Two different  realities 

تجنب. القتل والاغتصاب واستعباد الآخرين
Avoid; murder, rape and enslavement of others

-----Original Message-----
From: archytas <[email protected]>
To: [email protected]
Sent: Sun, 29 Mar 2015 9:01 PM
Subject: Re: Mind's Eye Re: What drives the herd to keep the mainstream 
milktoast?

Analysis of news content is a weird experience.  If I can be sure Molly 
understands I'm not being sarcy, it's a bit like religious-spiritual 
trancing being done by the boss you know is a complete shit.

On Sunday, March 29, 2015 at 6:53:57 PM UTC+1, Allan Heretic wrote:
>
> That is all I find news doing is selling sensationalism and private 
> interest. That is all that is known  as news today.. the question  becomes 
> are the people on the news programs are they news people  or spin doctors? 
>
> تجنب. القتل والاغتصاب واستعباد الآخرين
> Avoid; murder, rape and enslavement of others
>
> -----Original Message-----
> From: Molly <[email protected]>
> To: [email protected]
> Sent: Sun, 29 Mar 2015 7:15 PM
> Subject: Mind's Eye Re: What drives the herd to keep the mainstream 
> milktoast?
>
> Being fed the human dead is an apt metaphor. The sleeping human might also 
> be on point. TV is awful, few movies in our house make it to the "not a 
> stinker" category. On whole, I am glad the warmer weather is upon us so 
> that my attention will be directed outside with a greater "to do" list, 
> including a new circle study to hang on the garden shed to compliment the 
> black sun. And yet, on the whole I think the quality of my inner workings 
> is up to me and not Hollywood.
>
> Journalists used to vet our politicians and investigate the hidden. Or did 
> I just think it was doing that? Now I find it going through the motions and 
> selling out to sensationalism and private interest.

§ To-do list
1. Answer these questions from the email thread about the news:
(a) What kind of experience does archytas call the analysis of news content?
(b) What does Allan Heretic ask about the people on the news programs?
(c) What does Molly plan to hang on the garden shed?
2. Resume the email thread about the news, picking up after its last line.

§ Dataset content
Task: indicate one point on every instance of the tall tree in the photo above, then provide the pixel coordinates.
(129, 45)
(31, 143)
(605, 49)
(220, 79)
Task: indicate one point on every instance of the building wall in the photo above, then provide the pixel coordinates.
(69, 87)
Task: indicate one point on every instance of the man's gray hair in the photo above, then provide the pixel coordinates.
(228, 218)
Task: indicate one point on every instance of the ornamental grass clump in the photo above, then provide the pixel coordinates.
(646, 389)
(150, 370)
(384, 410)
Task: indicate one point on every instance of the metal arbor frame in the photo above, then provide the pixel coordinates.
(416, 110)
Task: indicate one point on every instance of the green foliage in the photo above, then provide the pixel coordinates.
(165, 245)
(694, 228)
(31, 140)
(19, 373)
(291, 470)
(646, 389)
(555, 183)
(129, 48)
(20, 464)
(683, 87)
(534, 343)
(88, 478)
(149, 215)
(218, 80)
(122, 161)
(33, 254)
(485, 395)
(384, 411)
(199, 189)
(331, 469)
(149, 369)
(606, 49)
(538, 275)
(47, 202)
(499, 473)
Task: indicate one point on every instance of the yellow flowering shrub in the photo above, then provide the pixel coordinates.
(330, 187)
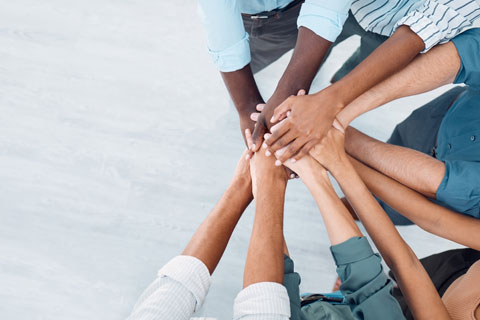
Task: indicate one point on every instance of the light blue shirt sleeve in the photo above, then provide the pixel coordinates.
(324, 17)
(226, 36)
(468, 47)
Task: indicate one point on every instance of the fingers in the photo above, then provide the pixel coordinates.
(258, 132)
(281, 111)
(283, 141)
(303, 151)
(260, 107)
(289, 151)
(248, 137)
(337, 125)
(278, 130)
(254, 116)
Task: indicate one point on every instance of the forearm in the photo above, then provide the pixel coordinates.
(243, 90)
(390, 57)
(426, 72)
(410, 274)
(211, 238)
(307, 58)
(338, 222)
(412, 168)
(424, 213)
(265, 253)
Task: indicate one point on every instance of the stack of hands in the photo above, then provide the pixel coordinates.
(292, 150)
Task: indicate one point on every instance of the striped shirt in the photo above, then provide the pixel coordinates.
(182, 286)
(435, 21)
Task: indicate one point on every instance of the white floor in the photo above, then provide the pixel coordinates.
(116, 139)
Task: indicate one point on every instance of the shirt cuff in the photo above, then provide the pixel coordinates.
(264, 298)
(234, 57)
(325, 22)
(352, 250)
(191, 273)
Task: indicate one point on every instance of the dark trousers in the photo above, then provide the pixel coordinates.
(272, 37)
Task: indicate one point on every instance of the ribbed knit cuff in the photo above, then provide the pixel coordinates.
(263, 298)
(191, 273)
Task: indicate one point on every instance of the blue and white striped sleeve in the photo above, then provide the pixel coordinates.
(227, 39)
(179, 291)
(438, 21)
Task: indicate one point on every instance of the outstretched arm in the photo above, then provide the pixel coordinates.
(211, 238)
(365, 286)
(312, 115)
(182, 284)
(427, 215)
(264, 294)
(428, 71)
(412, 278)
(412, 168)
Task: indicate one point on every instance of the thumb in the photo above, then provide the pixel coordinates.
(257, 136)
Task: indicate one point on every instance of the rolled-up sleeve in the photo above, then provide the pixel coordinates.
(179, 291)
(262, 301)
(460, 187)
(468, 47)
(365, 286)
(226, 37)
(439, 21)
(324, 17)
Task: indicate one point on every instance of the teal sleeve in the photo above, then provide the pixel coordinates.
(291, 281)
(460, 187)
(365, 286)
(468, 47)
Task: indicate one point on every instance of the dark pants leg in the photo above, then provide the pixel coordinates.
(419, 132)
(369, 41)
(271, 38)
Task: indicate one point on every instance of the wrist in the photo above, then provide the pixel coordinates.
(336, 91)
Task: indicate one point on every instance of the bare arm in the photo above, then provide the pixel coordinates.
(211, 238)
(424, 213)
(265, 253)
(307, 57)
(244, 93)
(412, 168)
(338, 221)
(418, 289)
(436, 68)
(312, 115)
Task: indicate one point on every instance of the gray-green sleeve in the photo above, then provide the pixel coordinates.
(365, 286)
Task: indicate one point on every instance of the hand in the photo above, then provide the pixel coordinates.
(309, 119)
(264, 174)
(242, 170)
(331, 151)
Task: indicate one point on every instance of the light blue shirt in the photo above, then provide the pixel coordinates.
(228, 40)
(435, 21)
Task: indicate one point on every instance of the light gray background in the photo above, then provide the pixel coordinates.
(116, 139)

...

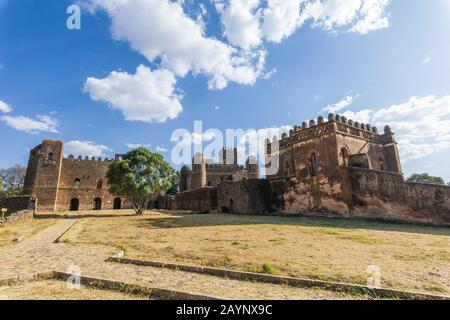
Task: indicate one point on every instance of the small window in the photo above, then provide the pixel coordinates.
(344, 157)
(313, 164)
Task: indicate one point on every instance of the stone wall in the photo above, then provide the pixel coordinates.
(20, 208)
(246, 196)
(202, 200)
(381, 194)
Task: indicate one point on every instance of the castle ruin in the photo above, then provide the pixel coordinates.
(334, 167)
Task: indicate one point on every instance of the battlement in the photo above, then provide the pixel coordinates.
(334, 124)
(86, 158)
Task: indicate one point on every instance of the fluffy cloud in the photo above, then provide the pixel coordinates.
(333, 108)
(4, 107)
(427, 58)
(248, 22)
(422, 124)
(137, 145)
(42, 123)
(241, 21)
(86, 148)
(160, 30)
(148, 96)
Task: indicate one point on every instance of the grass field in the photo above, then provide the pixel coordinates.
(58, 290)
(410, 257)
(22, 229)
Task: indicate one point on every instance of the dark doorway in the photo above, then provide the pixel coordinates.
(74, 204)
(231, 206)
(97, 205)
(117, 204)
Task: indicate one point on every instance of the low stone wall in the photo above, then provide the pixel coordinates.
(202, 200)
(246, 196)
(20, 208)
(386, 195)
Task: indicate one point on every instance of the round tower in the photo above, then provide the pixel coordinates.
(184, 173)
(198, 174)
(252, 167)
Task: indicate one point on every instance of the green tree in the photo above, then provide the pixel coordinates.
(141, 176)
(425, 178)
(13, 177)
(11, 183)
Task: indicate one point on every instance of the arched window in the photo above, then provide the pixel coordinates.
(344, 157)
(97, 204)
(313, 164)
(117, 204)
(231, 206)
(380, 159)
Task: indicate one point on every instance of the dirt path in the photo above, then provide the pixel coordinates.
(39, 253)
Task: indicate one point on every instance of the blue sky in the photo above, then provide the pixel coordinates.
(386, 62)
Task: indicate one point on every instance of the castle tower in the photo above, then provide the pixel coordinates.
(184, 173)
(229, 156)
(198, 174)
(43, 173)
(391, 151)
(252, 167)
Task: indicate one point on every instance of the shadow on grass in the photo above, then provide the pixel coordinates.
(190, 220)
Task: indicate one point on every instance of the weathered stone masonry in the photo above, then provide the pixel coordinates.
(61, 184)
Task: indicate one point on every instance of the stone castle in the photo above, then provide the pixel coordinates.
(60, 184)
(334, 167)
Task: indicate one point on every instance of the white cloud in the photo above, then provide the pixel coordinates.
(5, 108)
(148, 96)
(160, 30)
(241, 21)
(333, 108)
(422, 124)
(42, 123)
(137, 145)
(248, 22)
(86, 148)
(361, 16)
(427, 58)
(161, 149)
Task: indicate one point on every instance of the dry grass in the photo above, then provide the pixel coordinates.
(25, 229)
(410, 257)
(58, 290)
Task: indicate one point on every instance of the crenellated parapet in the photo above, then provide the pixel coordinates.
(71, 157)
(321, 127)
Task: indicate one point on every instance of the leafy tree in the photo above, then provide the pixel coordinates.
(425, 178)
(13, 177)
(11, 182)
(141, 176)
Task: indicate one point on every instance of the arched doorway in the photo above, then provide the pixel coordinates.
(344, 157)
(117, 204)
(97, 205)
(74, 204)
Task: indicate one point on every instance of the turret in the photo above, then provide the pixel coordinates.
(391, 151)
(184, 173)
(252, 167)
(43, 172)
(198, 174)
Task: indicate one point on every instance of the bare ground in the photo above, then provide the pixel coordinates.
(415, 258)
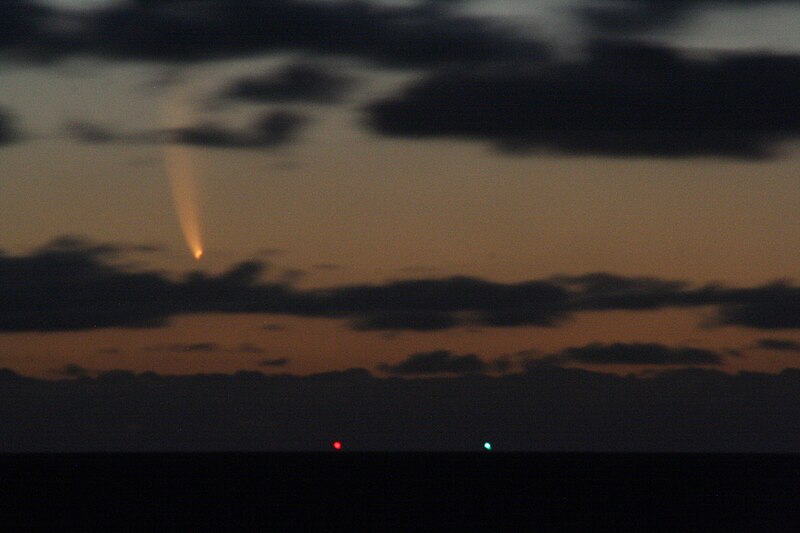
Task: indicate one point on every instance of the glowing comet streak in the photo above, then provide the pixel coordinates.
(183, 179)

§ Exercise results
1.
(a) A weird experience.
(b) Whether they are news people or spin doctors.
(c) A new circle study.

2.
>
> On Sunday, March 29, 2015 at 12:56:22 PM UTC-4, archytas wrote:
>>
>> One might think of this more directly in terms of a spiritual grasp of 
>> the whole.  I don't mean chanting monks as Orn would tell us about, but 
>> rather  whatever might have us involved (though chanting monks are surely 
>> more interesting than live television watching people sleep - presumably 
>> hoping they won't wake up and make things even more boring).  We might list 
>> responses from Allan's sig line, chanting monks, soap opera, libidinal 
>> newsrooms and direct action to living in a big data field that is very 
>> distressing.
>>
>> Allan's sig line    - raises wicked witch of Berlin leading to 
>> 'arguments' that distract from what real issues might be
>> Chanting monks  - may have pleasant voices
>> Reality TV          - needs cameras following idiots that 'watch' it
>> Libidinal newsrooms  - need surveillance of quasi and real masturbation 
>> fantasies (people write in protesting they can't see the legs of female 
>> news presenters)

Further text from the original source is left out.